— Text block —
Hi there. It’s time for this week’s recap of top investing research, with direct links to the original sources for easy access. As mentioned last week, there won’t be a Thursday post this week as I’m away on holiday. Normal posting resumes next week.
Commodities
Political Uncertainty and Commodity Markets (Hou, Tang, Tao, and Zhang)
Commodity markets often respond sharply to political uncertainty, but the exact mechanism by which this happens hasn't been fully understood. This paper demonstrates that commodity prices tend to fall when political uncertainty arises in countries that consume a lot of commodities, such as the U.S. or Japan. In contrast, prices rise when political uncertainty hits major producers, like Brazil or Russia. For investors, the findings suggest that it may be possible to time commodity exposures based on upcoming elections in key countries.
Crypto
Microstructure and Market Dynamics in Crypto Markets (O’Hara, Easley, Yang, and Zhang)
Using 1-minute data for five major cryptocurrencies, the authors compute standard market microstructure measures such as liquidity and trade toxicity, and show that these metrics help predict short-term changes in return characteristics like volatility, autocorrelation, and skewness.
Equities
Fundamental Growth (Arnott, Brightman, Harvey, Nguyen, and Shakernia)
Rather than defining growth stocks based on high valuation ratios or other price-driven metrics, this paper argues for identifying growth through fundamental measures like revenue and profit growth. Building growth indices using these fundamentals, while avoiding price-based selection and weighting, delivers significant alpha relative to traditional growth indices.
Revisiting factor momentum: A one-month lag perspective (Rönkkö and Holmi)

— Problem 1 —
Output the stretch of the research recap from "Commodity markets often" through "Yang, and Zhang)".
— Problem 2 —
Name every country mentioned in the research recap.
— Problem 3 —
Answer from the research recap:
(a) What data frequency did the crypto microstructure study use?
(b) Which fundamental measures does the Fundamental Growth paper use to identify growth?
(c) Which weekday's post will not appear this week?
The entries have no connection to the research recap.

— Supplied data —
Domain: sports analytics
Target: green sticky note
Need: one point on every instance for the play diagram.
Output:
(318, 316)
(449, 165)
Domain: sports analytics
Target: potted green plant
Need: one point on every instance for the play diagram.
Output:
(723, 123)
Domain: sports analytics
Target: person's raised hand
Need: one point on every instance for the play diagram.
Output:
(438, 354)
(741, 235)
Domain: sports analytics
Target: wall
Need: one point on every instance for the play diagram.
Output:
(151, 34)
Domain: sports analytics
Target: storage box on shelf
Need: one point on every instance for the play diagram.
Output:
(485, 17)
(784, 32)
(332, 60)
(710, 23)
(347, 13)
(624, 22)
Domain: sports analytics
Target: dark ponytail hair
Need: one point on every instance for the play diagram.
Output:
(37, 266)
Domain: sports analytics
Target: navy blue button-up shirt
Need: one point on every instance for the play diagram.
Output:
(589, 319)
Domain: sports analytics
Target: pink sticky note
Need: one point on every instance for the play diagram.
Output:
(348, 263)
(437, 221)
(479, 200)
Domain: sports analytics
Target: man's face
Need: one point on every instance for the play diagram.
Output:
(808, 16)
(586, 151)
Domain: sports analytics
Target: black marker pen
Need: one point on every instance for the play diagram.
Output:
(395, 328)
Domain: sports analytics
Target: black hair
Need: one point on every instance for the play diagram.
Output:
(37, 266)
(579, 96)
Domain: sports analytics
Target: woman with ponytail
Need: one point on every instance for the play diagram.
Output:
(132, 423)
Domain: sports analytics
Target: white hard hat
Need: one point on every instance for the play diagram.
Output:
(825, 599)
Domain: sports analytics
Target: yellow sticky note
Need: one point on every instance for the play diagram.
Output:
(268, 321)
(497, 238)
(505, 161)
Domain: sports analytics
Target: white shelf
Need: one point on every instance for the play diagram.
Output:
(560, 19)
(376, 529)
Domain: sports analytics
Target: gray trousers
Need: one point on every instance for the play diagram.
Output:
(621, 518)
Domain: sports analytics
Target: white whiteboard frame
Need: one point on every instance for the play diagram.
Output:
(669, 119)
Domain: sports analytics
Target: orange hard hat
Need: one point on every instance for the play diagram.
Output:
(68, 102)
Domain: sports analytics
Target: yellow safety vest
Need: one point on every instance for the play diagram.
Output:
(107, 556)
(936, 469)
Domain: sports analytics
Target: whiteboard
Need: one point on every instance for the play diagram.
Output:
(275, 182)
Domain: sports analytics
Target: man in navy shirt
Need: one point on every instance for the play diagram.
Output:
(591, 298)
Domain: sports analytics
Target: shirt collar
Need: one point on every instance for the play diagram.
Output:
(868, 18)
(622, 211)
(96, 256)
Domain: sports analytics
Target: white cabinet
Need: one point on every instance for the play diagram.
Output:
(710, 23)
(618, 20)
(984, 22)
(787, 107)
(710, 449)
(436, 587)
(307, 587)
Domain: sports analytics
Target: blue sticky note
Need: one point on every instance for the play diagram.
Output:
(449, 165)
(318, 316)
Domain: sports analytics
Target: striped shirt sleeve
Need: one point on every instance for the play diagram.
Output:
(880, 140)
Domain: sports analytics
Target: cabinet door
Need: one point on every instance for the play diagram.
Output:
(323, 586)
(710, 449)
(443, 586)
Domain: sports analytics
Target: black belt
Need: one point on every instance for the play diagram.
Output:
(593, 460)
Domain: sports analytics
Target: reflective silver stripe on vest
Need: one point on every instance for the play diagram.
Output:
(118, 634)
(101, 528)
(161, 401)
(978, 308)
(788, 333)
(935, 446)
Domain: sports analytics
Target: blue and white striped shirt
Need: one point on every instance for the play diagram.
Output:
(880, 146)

— Solution 1 —
Commodity markets often respond sharply to political uncertainty, but the exact mechanism by which this happens hasn't been fully understood. This paper demonstrates that commodity prices tend to fall when political uncertainty arises in countries that consume a lot of commodities, such as the U.S. or Japan. In contrast, prices rise when political uncertainty hits major producers, like Brazil or Russia. For investors, the findings suggest that it may be possible to time commodity exposures based on upcoming elections in key countries.
Crypto
Microstructure and Market Dynamics in Crypto Markets (O’Hara, Easley, Yang, and Zhang)

— Solution 2 —
U.S., Japan, Brazil, Russia

— Solution 3 —
(a) 1-minute data
(b) Revenue and profit growth
(c) Thursday